**ТЕКСТ УПРАЖНЕНИЯ**.
↓↓↓

Юрьев принадлежит к числу тех, у которых внутренняя дисциплина, способность изучения и художественный вкус значительно преобладают над пылкостью чувств и стремительностью воображения. Я бы сказал, что этот второй тип актера гораздо долговечнее первого. Первые скорее изнашиваются, иногда не достигнув даже завершенности мастерства. В одном стихотворении Гете музы вопрошают Зевса: «Почему прекрасное скоротечно?» А Зевс отвечает: «Потому, что скоротечное прекрасно».
{221} Жизнь Юрьева-артиста в последние годы переплелась с театрально-общественной ролью его как руководителя Александринского театра. Очерк деятельности Юрьева был бы не только не полон, но и лишен значительнейшей доли своего веса, если не остановиться на этой последней стороне. Мне думается, что будущий историограф русского театра, более объективный и беспристрастный, нежели мы, сумеет должным образом оценить мужественную борьбу Юрьева за сохранение если не традиций, то следов романтизма в исключительных, лихорадочных условиях революционного строительства — и отвести этому должное место.
Мне очень нравится исполнение Юрьевым роли Антония в трагедии Шекспира. Поистине, он достигнул в этой роли замечательных результатов, и образ Антония в его исполнении дает какое-то жуткое впечатление воскресшего Рима.

↑↑↑

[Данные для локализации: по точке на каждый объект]
↓↓↓

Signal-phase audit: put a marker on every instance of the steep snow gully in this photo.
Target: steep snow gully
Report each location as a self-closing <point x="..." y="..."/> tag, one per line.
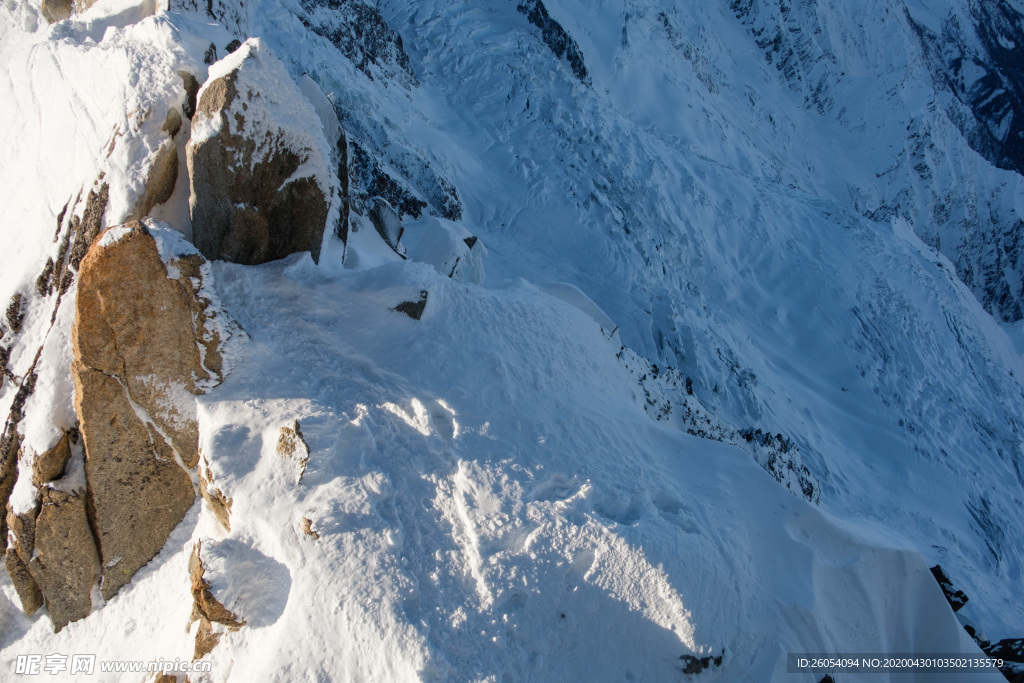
<point x="623" y="340"/>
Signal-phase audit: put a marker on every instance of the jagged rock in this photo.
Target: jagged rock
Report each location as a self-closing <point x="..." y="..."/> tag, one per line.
<point x="163" y="173"/>
<point x="452" y="250"/>
<point x="50" y="465"/>
<point x="160" y="180"/>
<point x="207" y="609"/>
<point x="555" y="37"/>
<point x="307" y="528"/>
<point x="388" y="224"/>
<point x="25" y="585"/>
<point x="247" y="204"/>
<point x="66" y="563"/>
<point x="359" y="32"/>
<point x="52" y="557"/>
<point x="955" y="598"/>
<point x="192" y="89"/>
<point x="692" y="665"/>
<point x="87" y="227"/>
<point x="14" y="314"/>
<point x="55" y="10"/>
<point x="137" y="338"/>
<point x="292" y="444"/>
<point x="414" y="308"/>
<point x="219" y="504"/>
<point x="336" y="136"/>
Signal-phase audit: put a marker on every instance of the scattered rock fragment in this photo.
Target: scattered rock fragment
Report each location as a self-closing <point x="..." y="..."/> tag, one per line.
<point x="55" y="10"/>
<point x="955" y="598"/>
<point x="138" y="340"/>
<point x="213" y="617"/>
<point x="692" y="665"/>
<point x="388" y="224"/>
<point x="292" y="444"/>
<point x="14" y="313"/>
<point x="307" y="528"/>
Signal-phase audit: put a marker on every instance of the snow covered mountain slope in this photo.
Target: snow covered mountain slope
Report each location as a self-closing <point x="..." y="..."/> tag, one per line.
<point x="772" y="199"/>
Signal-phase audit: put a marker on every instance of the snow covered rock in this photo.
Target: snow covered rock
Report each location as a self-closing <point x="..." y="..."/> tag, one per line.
<point x="258" y="163"/>
<point x="52" y="557"/>
<point x="163" y="173"/>
<point x="66" y="562"/>
<point x="207" y="609"/>
<point x="388" y="224"/>
<point x="55" y="10"/>
<point x="452" y="250"/>
<point x="142" y="347"/>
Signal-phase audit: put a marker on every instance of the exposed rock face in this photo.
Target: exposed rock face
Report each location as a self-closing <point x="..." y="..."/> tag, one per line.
<point x="163" y="173"/>
<point x="359" y="32"/>
<point x="55" y="10"/>
<point x="388" y="224"/>
<point x="52" y="557"/>
<point x="555" y="37"/>
<point x="66" y="563"/>
<point x="212" y="615"/>
<point x="138" y="340"/>
<point x="292" y="445"/>
<point x="250" y="202"/>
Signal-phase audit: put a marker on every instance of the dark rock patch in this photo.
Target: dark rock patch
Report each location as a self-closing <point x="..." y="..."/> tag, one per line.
<point x="414" y="308"/>
<point x="556" y="38"/>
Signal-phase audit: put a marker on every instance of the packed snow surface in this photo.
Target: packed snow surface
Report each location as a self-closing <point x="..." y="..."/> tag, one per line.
<point x="487" y="495"/>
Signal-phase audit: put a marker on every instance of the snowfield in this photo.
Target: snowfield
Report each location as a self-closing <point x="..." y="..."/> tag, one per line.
<point x="491" y="493"/>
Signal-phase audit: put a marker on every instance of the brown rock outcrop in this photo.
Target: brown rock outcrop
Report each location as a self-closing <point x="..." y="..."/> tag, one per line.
<point x="55" y="10"/>
<point x="52" y="556"/>
<point x="212" y="615"/>
<point x="247" y="204"/>
<point x="66" y="564"/>
<point x="137" y="339"/>
<point x="163" y="173"/>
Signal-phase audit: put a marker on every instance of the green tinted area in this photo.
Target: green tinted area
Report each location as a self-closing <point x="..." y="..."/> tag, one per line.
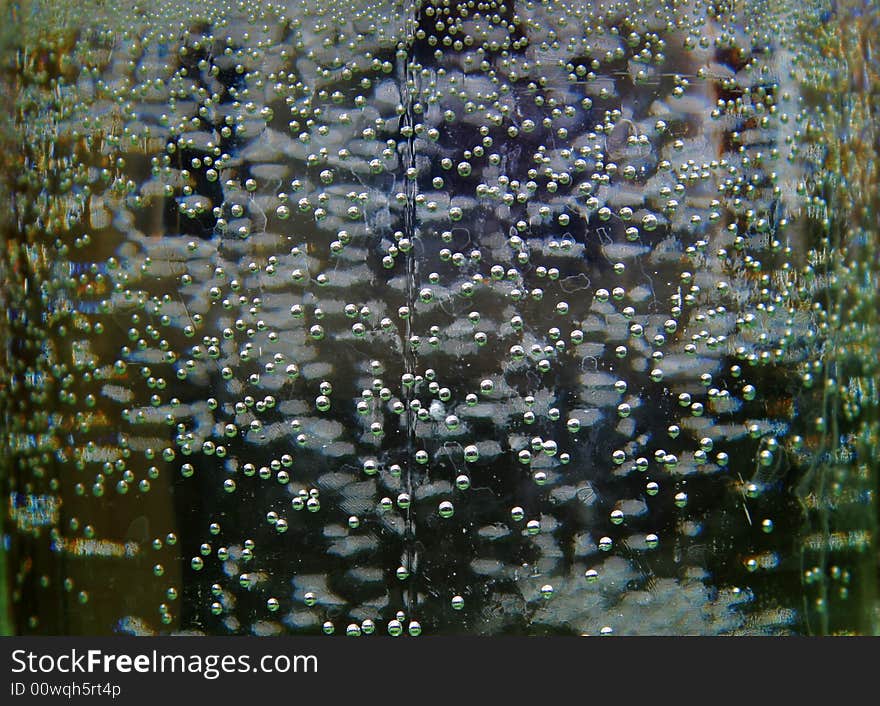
<point x="440" y="317"/>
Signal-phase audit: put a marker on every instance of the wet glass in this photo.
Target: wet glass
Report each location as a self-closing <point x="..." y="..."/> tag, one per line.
<point x="440" y="317"/>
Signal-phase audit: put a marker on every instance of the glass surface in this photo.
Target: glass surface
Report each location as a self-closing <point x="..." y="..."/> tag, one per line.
<point x="439" y="317"/>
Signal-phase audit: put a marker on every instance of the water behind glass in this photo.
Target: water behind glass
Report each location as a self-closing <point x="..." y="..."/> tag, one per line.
<point x="440" y="317"/>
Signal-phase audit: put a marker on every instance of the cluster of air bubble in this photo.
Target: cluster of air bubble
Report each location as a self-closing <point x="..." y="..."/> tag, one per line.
<point x="448" y="317"/>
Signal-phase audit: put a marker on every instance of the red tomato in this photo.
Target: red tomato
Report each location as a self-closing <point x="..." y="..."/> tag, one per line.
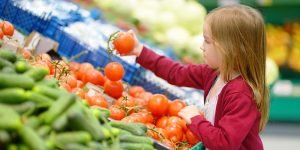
<point x="74" y="66"/>
<point x="25" y="53"/>
<point x="174" y="133"/>
<point x="7" y="28"/>
<point x="174" y="120"/>
<point x="134" y="91"/>
<point x="162" y="122"/>
<point x="80" y="84"/>
<point x="96" y="100"/>
<point x="125" y="101"/>
<point x="191" y="138"/>
<point x="148" y="118"/>
<point x="124" y="42"/>
<point x="162" y="133"/>
<point x="141" y="102"/>
<point x="145" y="96"/>
<point x="113" y="88"/>
<point x="116" y="113"/>
<point x="114" y="71"/>
<point x="169" y="144"/>
<point x="83" y="69"/>
<point x="72" y="81"/>
<point x="99" y="100"/>
<point x="158" y="104"/>
<point x="66" y="86"/>
<point x="175" y="106"/>
<point x="150" y="132"/>
<point x="93" y="76"/>
<point x="1" y="35"/>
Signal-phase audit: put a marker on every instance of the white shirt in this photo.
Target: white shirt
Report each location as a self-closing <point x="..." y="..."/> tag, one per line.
<point x="211" y="104"/>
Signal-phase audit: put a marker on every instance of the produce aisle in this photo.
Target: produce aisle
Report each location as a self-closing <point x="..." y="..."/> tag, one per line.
<point x="60" y="80"/>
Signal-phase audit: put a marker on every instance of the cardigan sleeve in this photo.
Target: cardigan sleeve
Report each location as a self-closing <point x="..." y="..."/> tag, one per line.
<point x="174" y="72"/>
<point x="239" y="116"/>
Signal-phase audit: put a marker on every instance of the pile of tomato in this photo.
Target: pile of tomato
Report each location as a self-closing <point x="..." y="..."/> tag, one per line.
<point x="132" y="104"/>
<point x="159" y="114"/>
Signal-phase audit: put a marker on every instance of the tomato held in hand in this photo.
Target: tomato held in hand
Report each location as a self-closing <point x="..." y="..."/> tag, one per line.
<point x="113" y="88"/>
<point x="124" y="42"/>
<point x="1" y="35"/>
<point x="158" y="104"/>
<point x="192" y="139"/>
<point x="135" y="91"/>
<point x="116" y="113"/>
<point x="114" y="71"/>
<point x="7" y="28"/>
<point x="162" y="122"/>
<point x="175" y="106"/>
<point x="94" y="76"/>
<point x="174" y="133"/>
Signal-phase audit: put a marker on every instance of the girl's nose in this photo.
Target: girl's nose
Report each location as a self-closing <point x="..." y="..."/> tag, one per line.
<point x="202" y="48"/>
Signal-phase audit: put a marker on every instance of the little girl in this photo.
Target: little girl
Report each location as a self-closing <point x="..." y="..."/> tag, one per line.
<point x="233" y="79"/>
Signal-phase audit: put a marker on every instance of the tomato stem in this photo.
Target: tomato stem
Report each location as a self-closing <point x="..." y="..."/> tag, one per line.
<point x="78" y="55"/>
<point x="110" y="39"/>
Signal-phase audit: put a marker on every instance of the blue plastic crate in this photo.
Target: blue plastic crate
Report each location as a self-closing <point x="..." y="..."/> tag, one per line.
<point x="2" y="6"/>
<point x="149" y="85"/>
<point x="23" y="20"/>
<point x="69" y="47"/>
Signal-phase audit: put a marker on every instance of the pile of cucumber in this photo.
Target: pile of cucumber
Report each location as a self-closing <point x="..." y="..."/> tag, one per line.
<point x="35" y="114"/>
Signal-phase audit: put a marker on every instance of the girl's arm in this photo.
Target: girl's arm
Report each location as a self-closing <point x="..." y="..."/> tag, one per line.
<point x="174" y="72"/>
<point x="239" y="116"/>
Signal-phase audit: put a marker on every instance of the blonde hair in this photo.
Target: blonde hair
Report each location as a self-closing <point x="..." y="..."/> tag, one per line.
<point x="238" y="33"/>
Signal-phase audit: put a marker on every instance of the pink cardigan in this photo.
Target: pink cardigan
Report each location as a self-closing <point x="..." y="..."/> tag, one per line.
<point x="237" y="117"/>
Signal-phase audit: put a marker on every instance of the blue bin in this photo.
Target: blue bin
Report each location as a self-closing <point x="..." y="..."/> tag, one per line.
<point x="23" y="20"/>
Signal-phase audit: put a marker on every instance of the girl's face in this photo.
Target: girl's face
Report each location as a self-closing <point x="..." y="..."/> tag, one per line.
<point x="211" y="57"/>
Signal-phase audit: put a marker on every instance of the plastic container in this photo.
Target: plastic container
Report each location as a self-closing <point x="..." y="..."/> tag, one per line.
<point x="23" y="20"/>
<point x="198" y="146"/>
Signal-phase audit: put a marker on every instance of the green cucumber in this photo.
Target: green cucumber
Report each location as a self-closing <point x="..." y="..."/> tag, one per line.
<point x="8" y="55"/>
<point x="135" y="139"/>
<point x="4" y="137"/>
<point x="5" y="63"/>
<point x="23" y="107"/>
<point x="60" y="123"/>
<point x="31" y="138"/>
<point x="21" y="66"/>
<point x="53" y="83"/>
<point x="81" y="137"/>
<point x="39" y="99"/>
<point x="44" y="131"/>
<point x="10" y="119"/>
<point x="52" y="93"/>
<point x="59" y="106"/>
<point x="135" y="146"/>
<point x="78" y="121"/>
<point x="15" y="80"/>
<point x="12" y="96"/>
<point x="76" y="146"/>
<point x="134" y="128"/>
<point x="8" y="70"/>
<point x="33" y="122"/>
<point x="37" y="74"/>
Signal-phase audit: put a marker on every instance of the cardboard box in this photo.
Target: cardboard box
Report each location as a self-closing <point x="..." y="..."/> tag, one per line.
<point x="39" y="44"/>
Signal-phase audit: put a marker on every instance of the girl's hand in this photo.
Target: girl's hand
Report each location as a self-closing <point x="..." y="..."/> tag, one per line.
<point x="137" y="45"/>
<point x="188" y="113"/>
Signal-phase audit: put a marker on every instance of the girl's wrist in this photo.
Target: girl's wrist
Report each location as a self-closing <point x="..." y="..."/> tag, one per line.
<point x="139" y="49"/>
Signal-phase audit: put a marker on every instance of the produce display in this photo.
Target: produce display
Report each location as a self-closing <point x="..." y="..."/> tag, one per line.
<point x="36" y="114"/>
<point x="47" y="103"/>
<point x="174" y="23"/>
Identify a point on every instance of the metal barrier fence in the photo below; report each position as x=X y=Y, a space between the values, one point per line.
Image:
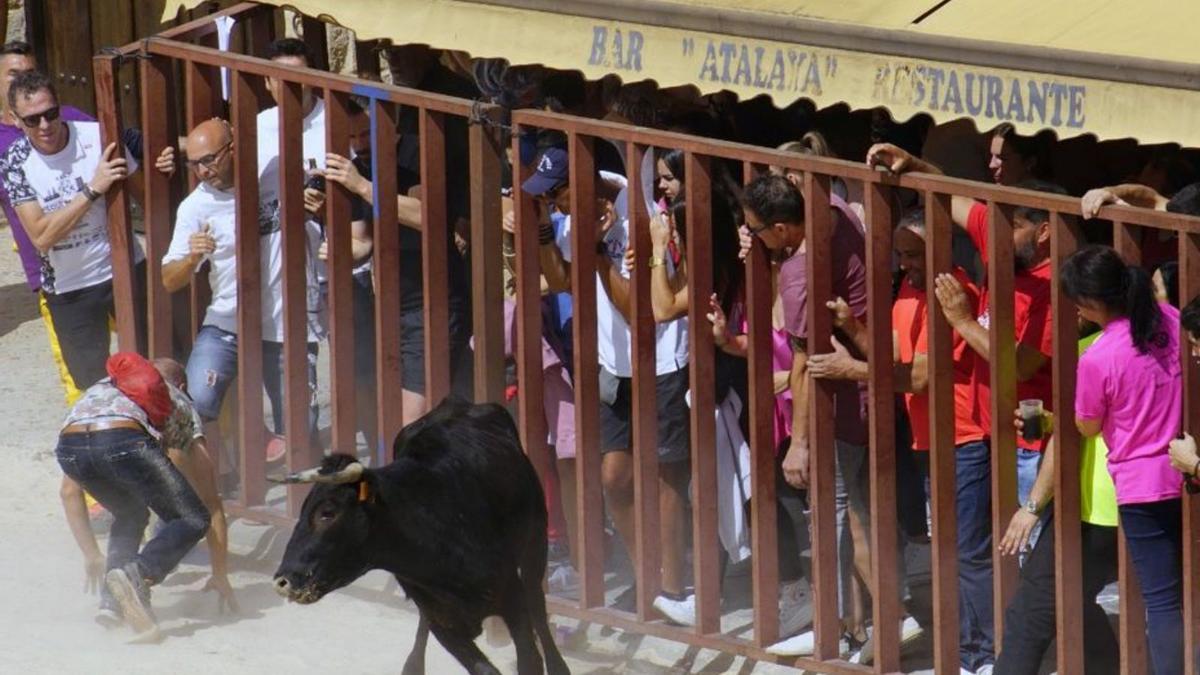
x=192 y=47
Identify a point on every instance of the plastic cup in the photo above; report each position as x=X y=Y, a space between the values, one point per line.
x=1031 y=414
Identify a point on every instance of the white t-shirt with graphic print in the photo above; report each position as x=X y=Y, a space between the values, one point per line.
x=615 y=339
x=217 y=208
x=312 y=130
x=83 y=257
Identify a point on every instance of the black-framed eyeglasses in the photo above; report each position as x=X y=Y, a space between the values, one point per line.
x=757 y=231
x=208 y=161
x=35 y=120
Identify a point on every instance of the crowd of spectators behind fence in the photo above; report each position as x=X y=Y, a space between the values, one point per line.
x=1128 y=401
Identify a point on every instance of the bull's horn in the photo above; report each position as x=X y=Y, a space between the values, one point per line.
x=349 y=473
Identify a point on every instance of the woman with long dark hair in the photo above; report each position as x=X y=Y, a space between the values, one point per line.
x=1129 y=389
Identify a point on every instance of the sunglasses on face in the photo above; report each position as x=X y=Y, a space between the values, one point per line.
x=208 y=161
x=35 y=119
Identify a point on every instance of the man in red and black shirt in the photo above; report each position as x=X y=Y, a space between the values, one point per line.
x=1031 y=286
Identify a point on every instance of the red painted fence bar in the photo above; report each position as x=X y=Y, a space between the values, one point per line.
x=190 y=51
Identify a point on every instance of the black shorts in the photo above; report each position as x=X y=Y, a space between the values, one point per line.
x=673 y=417
x=412 y=346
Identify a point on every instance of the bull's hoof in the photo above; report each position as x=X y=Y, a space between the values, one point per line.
x=414 y=667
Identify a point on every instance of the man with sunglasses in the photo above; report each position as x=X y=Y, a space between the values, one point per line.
x=205 y=231
x=54 y=178
x=15 y=59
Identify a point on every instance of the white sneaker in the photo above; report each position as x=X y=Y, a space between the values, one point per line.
x=563 y=579
x=678 y=611
x=795 y=607
x=803 y=644
x=910 y=631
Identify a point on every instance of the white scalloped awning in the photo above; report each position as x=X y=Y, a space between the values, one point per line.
x=1104 y=67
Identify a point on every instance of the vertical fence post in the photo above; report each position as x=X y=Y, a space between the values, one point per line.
x=822 y=465
x=487 y=273
x=387 y=274
x=294 y=244
x=1002 y=368
x=763 y=530
x=589 y=496
x=942 y=459
x=885 y=527
x=1189 y=288
x=706 y=542
x=250 y=282
x=157 y=132
x=1134 y=655
x=120 y=230
x=339 y=270
x=1065 y=238
x=435 y=257
x=647 y=514
x=531 y=418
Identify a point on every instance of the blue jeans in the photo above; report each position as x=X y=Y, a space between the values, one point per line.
x=973 y=507
x=1155 y=535
x=213 y=366
x=1027 y=464
x=126 y=471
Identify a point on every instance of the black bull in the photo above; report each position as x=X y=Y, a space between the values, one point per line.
x=459 y=518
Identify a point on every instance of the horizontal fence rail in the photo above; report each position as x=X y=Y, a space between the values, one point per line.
x=186 y=58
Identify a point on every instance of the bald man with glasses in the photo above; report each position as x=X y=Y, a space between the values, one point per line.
x=205 y=231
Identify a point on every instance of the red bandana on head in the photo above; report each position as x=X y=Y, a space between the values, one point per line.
x=141 y=382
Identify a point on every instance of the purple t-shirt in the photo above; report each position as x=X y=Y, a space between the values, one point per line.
x=849 y=249
x=1140 y=400
x=29 y=256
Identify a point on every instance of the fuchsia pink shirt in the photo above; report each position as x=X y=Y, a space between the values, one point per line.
x=1139 y=399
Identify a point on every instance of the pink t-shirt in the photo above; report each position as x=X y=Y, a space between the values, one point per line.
x=1139 y=399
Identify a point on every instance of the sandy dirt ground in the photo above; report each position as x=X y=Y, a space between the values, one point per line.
x=47 y=621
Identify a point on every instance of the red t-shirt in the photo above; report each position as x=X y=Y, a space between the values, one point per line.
x=1032 y=314
x=910 y=315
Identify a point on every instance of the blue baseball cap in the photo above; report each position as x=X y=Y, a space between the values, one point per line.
x=552 y=171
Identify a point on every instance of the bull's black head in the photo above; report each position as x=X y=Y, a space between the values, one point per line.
x=328 y=547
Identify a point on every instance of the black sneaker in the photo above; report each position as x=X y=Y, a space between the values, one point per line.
x=132 y=592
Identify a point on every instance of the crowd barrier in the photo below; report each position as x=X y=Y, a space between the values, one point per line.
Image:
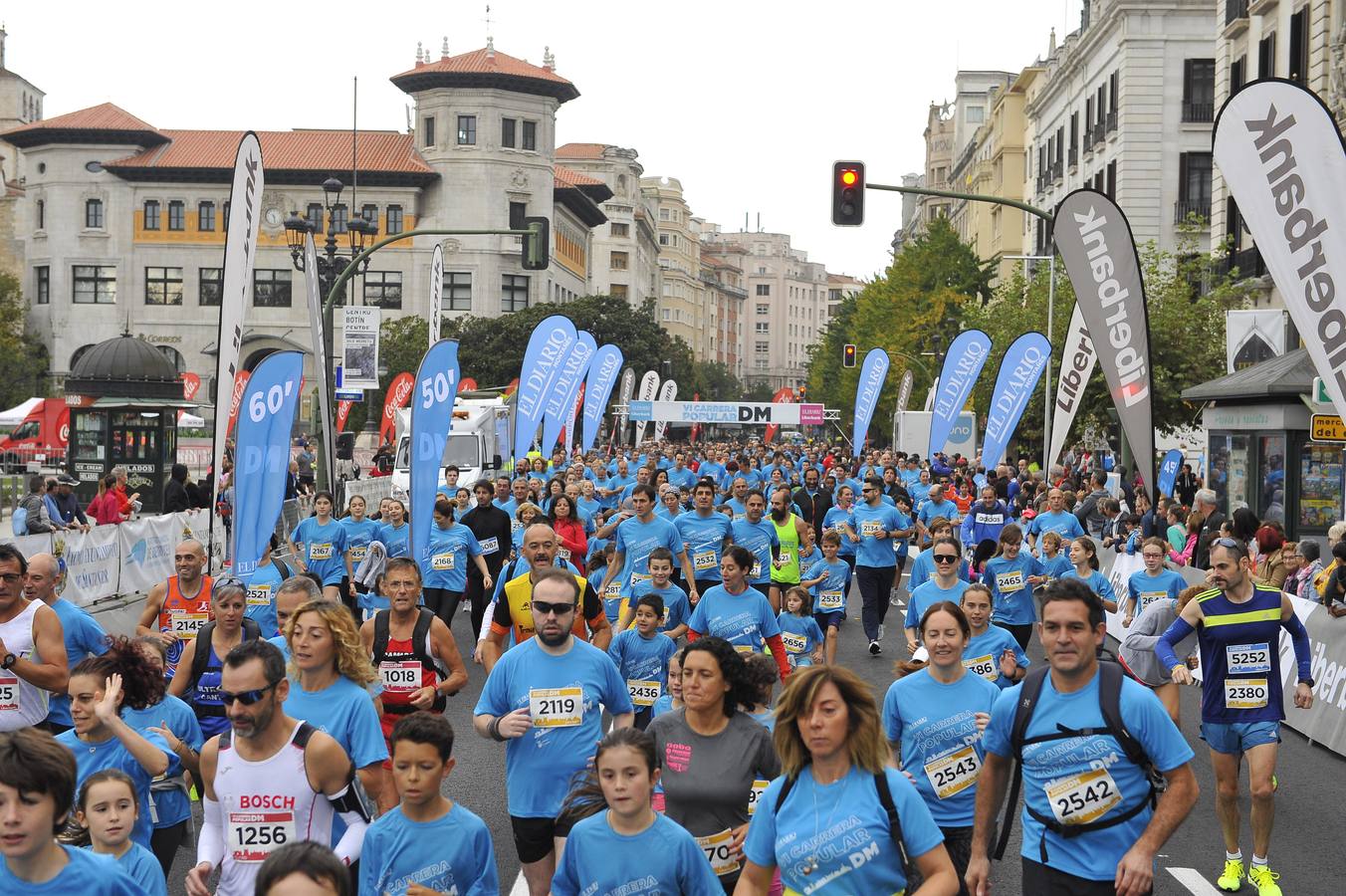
x=1325 y=723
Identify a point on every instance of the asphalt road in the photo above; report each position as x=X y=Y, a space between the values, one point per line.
x=1308 y=803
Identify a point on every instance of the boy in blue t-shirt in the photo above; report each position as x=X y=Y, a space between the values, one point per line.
x=828 y=580
x=642 y=657
x=427 y=838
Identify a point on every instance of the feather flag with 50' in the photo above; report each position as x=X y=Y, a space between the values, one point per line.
x=602 y=377
x=1020 y=370
x=547 y=350
x=561 y=398
x=872 y=373
x=432 y=414
x=263 y=454
x=963 y=364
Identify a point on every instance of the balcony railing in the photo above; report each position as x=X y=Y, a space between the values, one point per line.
x=1185 y=207
x=1198 y=112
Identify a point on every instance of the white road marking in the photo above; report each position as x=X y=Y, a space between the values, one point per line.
x=1193 y=880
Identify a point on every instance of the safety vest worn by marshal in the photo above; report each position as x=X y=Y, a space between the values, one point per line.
x=519 y=594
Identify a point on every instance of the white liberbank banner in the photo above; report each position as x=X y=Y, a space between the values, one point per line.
x=1281 y=155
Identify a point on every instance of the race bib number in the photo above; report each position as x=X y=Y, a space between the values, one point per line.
x=716 y=848
x=1246 y=693
x=643 y=693
x=253 y=835
x=984 y=666
x=1247 y=659
x=8 y=693
x=557 y=707
x=955 y=773
x=187 y=624
x=1082 y=798
x=756 y=793
x=400 y=676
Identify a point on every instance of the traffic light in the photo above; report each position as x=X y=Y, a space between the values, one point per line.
x=848 y=194
x=538 y=246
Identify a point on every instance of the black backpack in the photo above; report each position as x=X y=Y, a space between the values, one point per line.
x=880 y=784
x=1109 y=703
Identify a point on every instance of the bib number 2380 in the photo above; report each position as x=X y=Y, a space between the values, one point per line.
x=557 y=707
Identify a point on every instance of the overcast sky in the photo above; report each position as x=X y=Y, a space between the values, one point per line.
x=746 y=103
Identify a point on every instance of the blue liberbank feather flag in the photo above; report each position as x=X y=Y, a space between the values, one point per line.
x=432 y=414
x=1169 y=471
x=1020 y=370
x=547 y=350
x=872 y=373
x=602 y=377
x=962 y=367
x=266 y=417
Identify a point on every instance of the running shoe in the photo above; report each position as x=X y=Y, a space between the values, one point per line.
x=1234 y=876
x=1265 y=880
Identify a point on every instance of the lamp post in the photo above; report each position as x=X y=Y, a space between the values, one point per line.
x=332 y=264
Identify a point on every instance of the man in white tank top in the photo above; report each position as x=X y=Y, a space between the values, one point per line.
x=33 y=651
x=270 y=781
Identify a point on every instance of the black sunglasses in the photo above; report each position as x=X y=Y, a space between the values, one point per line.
x=245 y=697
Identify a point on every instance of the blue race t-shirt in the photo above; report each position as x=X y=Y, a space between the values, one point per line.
x=450 y=854
x=84 y=636
x=745 y=620
x=562 y=694
x=1085 y=778
x=325 y=548
x=662 y=858
x=853 y=850
x=937 y=730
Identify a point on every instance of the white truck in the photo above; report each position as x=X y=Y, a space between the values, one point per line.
x=478 y=443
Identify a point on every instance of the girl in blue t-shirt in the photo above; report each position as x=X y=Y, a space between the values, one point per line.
x=318 y=545
x=799 y=631
x=107 y=810
x=616 y=841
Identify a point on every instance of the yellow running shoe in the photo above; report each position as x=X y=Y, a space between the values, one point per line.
x=1232 y=877
x=1265 y=880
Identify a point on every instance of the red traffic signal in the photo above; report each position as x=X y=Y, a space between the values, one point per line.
x=848 y=194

↑↑↑

**ЗАДАНИЕ A**. Выпишите из текста об Юрьеве всё подряд, начиная со слов «Мне очень нравится» и вплоть до слов «впечатление воскресшего Рима.».
**ЗАДАНИЕ B**. Перечислите все имена собственные людей, богов и сценических персонажей, которые встречаются в тексте об Юрьеве.

**МЕСТО ДЛЯ ОТВЕТА A**.
Мне очень нравится исполнение Юрьевым роли Антония в трагедии Шекспира. Поистине, он достигнул в этой роли замечательных результатов, и образ Антония в его исполнении дает какое-то жуткое впечатление воскресшего Рима.

**МЕСТО ДЛЯ ОТВЕТА B**. Юрьев, Гете, Зевс, Шекспир, Антоний